INSTRUCTIONS FOR THE TASK:
Rewrite the lines below, putting "one dot per instance" wherever "one pin per instance" appears and leaving everything else unchanged.
-- BEGIN --
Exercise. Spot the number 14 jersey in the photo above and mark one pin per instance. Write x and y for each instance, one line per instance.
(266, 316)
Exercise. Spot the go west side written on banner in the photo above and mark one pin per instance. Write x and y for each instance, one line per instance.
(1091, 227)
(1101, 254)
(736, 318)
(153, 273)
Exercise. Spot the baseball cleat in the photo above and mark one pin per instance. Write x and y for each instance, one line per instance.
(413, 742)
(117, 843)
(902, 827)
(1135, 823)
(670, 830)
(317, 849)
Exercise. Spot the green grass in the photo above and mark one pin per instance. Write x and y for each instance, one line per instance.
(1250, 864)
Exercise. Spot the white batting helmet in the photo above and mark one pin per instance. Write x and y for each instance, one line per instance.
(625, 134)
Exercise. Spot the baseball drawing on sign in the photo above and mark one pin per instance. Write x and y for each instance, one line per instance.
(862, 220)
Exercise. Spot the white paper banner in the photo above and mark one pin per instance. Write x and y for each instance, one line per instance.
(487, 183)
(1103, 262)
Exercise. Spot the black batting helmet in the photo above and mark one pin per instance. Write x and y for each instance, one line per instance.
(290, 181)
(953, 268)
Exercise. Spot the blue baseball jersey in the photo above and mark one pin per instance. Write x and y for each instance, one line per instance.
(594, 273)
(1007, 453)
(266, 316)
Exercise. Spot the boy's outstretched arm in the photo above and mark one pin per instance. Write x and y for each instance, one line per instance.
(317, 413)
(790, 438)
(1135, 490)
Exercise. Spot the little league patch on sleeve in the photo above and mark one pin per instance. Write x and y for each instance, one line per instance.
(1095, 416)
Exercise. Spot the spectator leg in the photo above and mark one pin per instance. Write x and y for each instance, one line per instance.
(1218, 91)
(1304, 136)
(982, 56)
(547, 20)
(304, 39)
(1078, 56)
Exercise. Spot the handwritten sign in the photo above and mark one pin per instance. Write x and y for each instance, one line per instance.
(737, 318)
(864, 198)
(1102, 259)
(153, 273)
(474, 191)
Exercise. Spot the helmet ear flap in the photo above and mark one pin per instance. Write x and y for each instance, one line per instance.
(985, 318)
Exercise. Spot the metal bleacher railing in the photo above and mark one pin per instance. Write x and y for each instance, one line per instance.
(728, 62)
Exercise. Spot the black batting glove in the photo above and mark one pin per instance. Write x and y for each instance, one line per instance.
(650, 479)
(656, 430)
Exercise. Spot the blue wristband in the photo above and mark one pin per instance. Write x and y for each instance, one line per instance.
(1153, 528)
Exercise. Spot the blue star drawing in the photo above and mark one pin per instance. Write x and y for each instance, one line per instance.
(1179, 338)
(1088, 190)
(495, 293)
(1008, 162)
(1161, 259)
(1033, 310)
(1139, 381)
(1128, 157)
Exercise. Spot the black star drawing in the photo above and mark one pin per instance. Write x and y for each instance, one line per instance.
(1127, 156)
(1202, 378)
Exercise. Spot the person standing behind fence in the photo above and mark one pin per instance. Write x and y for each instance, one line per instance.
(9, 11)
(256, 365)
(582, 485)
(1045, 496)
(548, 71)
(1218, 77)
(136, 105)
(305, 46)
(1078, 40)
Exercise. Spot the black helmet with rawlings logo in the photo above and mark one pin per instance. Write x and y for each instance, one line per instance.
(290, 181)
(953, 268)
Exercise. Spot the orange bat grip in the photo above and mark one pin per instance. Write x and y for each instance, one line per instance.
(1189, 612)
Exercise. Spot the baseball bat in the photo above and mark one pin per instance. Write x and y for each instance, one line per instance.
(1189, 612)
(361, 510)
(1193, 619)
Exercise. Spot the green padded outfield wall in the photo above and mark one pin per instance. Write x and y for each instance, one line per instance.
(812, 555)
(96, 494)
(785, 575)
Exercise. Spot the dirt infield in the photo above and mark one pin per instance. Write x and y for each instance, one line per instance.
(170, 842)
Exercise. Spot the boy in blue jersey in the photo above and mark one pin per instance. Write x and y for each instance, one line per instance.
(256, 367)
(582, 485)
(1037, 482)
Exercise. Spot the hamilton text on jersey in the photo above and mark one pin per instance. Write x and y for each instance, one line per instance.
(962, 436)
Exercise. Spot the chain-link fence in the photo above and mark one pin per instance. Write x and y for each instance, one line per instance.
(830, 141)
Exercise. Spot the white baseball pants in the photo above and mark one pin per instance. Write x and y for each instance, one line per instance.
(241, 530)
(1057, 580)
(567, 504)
-- END --
SOLUTION TO THIS EXERCISE:
Exercise. Spot the number 14 jersey in the photo above and mark one dot per instance. Write x and y for each instance, one line per instance.
(266, 316)
Exercise. Spot the go west side written on banner in the photo above and mark one dot per instance. Write x and y for each instance, one line per instance.
(1091, 227)
(1101, 254)
(736, 318)
(153, 273)
Exercise. Spot the baseball cleat in the photo above and mark one dot per instance. Write x and y for each instance, one line per instance.
(413, 742)
(117, 843)
(902, 827)
(1135, 823)
(670, 830)
(317, 849)
Exercise. Spot the green grass in the photo above and mark one dot per instance. Write x and y for each instance, one line per instance.
(1250, 864)
Exercise. Spot the white batting helmet in the photo above and mark one dot per instance. Write x and y for each instance, one line per instance.
(625, 134)
Exercise. Spot the baseball drawing on sign in the photo above and mark one dot per instance. Write x and y for each instance, one line per instance.
(862, 220)
Exercise. Spot the white paper banner in the photo above and mark one dot per instance. Write x and y for each instance, one line per instance.
(487, 183)
(1103, 262)
Exercise. Spot the black batting helmet in the photo above and mark one dot per instance. Write x and y for each instance, one line per instance.
(290, 181)
(953, 268)
Exercise. Spot the blue baseball jersey in the photo above and mark one dot per instance. Write x and y for each instance, one line per instance.
(594, 273)
(1007, 453)
(266, 316)
Exercise. Spot the boy's outstretched arm in the photo above and mark one dot per instance. Write x and y for each instance, one line per instance.
(317, 413)
(790, 438)
(1135, 490)
Exercise. Spot the little league patch on sleeve in the photo above and mark one dot per instance. Write x and y for each instance, one line per instance.
(1095, 416)
Exercise. Spot the spectator leg in the photo above and mark one dot per instance. Write x and y for each instance, one line per instance.
(1218, 91)
(1304, 136)
(982, 56)
(547, 20)
(304, 39)
(1078, 56)
Exercise. Spot the handwritten sign in the photo above and mark one dot per instance. Write x and y for each instance, one line per instance.
(737, 318)
(864, 198)
(1102, 259)
(153, 273)
(474, 191)
Exercise. Spot the helmet ear flap in the photo above and mark one dot per instance. Write x and y for each instance, one line per instance.
(985, 318)
Exercise. Spot the metal bleacher railing in the photo above and mark one dot per instance. Write x and y for each instance, one line per instance.
(728, 62)
Exercise. Spot the black batting glove in the photo above and mark one dot per instance. Write x and y for each instance, one line per instance.
(650, 479)
(656, 430)
Exercise. Spot the blue wristband in the photo above and mark one dot per instance. Write x and y for each instance, one line per instance.
(1153, 528)
Exercise. Spot the blue star drawing in the photo above and mark one dot per instance. Write x and y for each instance, one line per instance.
(1179, 338)
(1088, 190)
(495, 293)
(1008, 162)
(1161, 259)
(1033, 310)
(1139, 381)
(1128, 157)
Exercise. Spot the black star drawing in the photo above and mark one dot per instance. Write x and y for each instance, one line per instance.
(1127, 156)
(1202, 378)
Exercise. Spot the person standing behind fence in the photo above and mark one dot per instance. Write x and y for each instance, one line per instance.
(9, 11)
(256, 365)
(582, 485)
(1045, 496)
(548, 71)
(1218, 77)
(136, 105)
(305, 46)
(1078, 40)
Exercise. Spot the black helmet with rawlings logo in the photo above and mark one dot per instance. Write x and y for each instance, one line per instance.
(290, 181)
(953, 268)
Exercise. Spot the orange bat grip in the photo above and mark one dot per instance. Write x and y for each instance, one line per instance.
(1189, 612)
Exercise. Spot the baseball bat in the photo above and mark one dot per instance. Write x and y for each instance, one line per instance.
(1189, 612)
(361, 510)
(1193, 619)
Exercise. Spot the green padded outfield wall in the photo above and mark one dot per instance. Write x and y for each instance, one line per instance.
(812, 555)
(96, 494)
(785, 575)
Exercise. Spot the dirt infield in the photo above and mark one dot per instance. Write x and y for each instance, one line per instance.
(170, 842)
Exercise. Spot the boy in blue jersey in the photo above and mark one dot per instance. Write x and y for each instance, one line per instance.
(256, 367)
(582, 485)
(1037, 482)
Exercise. Spot the hamilton text on jersey in the photo above and mark one dot per instance. Write x and y for each instance, one line per instance.
(962, 436)
Exercise. Spot the chain-link fence in the photo above and mark one dot per instance. Write x and y for each instance, one line per instance.
(830, 141)
Exercise. Spot the white baseball pants in the photo above and mark one dot per instance. Write x and y for each instance, one line per instance.
(241, 530)
(1057, 580)
(567, 504)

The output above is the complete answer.